» **Prompt**
Show every line of the rows below that contains the word "branch", copying each one in full.

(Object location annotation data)
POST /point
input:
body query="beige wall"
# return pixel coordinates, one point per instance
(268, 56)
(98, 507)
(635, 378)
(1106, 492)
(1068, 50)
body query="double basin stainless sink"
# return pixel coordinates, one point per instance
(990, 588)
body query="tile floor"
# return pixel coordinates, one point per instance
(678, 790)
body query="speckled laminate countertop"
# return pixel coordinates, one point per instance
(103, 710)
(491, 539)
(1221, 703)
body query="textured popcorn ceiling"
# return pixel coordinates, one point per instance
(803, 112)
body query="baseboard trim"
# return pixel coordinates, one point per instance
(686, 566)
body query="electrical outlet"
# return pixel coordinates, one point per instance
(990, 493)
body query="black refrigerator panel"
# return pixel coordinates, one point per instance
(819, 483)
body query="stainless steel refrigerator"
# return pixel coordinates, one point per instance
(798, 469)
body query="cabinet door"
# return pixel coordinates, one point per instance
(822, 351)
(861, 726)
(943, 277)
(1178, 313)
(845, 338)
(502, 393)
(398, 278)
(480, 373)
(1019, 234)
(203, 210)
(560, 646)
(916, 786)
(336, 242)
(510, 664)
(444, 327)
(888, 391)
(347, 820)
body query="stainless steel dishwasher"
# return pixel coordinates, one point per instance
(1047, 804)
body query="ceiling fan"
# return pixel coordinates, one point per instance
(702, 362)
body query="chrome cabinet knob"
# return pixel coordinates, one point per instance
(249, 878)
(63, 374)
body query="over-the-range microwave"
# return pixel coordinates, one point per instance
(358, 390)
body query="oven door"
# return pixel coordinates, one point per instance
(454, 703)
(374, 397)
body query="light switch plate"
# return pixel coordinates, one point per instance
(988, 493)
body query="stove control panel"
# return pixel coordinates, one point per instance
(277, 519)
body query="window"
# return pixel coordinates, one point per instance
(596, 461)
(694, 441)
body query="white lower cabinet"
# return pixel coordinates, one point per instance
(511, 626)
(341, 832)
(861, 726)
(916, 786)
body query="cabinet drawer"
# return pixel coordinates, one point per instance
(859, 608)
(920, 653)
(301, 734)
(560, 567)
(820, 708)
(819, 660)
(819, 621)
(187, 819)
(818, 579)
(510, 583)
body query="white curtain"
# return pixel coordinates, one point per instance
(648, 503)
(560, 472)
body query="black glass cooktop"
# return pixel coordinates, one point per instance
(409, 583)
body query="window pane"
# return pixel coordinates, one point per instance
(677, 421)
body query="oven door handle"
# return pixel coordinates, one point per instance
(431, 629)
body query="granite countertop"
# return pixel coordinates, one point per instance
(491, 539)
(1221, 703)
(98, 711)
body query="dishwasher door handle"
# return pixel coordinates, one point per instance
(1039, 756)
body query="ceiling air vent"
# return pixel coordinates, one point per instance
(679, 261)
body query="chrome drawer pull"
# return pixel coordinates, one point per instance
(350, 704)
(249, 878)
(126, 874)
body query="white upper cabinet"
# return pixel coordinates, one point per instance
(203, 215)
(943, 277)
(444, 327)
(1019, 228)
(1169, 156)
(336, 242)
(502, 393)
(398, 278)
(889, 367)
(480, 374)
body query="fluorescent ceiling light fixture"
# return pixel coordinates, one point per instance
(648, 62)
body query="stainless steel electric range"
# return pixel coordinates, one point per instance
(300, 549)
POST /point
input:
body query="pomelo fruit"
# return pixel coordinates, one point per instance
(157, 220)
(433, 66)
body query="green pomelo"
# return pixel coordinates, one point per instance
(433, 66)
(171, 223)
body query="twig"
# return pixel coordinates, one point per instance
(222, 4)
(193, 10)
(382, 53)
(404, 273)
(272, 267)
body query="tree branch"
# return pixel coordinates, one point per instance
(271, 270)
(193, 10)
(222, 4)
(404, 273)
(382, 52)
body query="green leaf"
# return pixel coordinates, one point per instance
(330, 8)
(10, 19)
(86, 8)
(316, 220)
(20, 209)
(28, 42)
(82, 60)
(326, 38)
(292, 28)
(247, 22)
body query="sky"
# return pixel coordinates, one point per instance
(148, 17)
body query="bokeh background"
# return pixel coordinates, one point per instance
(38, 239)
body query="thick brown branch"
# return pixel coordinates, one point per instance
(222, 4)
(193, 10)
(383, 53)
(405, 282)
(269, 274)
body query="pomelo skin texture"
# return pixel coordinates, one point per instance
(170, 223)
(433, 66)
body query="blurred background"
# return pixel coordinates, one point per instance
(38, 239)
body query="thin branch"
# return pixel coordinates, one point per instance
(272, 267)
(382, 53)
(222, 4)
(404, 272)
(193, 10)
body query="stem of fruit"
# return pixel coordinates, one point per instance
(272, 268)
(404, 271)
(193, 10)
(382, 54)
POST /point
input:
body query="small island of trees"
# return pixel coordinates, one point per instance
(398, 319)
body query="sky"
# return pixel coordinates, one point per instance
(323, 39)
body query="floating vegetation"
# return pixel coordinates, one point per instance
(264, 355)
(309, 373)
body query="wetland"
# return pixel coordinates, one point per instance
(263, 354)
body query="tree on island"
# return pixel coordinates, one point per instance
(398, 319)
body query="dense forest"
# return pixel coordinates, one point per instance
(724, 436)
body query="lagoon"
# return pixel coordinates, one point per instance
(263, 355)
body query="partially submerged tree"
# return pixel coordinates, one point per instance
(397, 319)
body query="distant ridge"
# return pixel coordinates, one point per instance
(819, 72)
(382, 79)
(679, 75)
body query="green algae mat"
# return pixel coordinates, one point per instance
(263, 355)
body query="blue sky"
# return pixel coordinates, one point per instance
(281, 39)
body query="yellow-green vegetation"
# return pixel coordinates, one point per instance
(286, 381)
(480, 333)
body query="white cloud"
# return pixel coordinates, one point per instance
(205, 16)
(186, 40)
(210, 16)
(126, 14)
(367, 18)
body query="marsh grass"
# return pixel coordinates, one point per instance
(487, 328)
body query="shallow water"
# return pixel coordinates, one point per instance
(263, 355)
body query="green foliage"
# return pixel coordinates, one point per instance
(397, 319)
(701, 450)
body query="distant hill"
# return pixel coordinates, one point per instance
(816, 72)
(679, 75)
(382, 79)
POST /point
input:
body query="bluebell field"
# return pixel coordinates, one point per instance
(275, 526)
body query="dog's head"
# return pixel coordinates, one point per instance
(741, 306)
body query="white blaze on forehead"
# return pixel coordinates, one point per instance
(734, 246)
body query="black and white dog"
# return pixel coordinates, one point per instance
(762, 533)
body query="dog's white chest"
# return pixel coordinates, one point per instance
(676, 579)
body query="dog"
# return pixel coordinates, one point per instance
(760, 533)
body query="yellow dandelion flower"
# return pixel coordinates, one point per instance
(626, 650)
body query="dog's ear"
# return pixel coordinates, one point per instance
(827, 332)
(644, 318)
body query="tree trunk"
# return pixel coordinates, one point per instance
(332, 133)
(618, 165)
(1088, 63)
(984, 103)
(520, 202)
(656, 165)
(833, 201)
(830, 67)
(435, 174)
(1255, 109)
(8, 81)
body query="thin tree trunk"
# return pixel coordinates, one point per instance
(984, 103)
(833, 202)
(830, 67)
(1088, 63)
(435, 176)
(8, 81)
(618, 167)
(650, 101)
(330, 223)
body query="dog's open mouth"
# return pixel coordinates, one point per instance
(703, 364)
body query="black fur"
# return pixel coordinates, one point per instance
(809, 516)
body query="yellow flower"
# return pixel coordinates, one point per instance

» **Solution for this problem**
body query="tree branch"
body query="thick brown branch"
body query="thin branch"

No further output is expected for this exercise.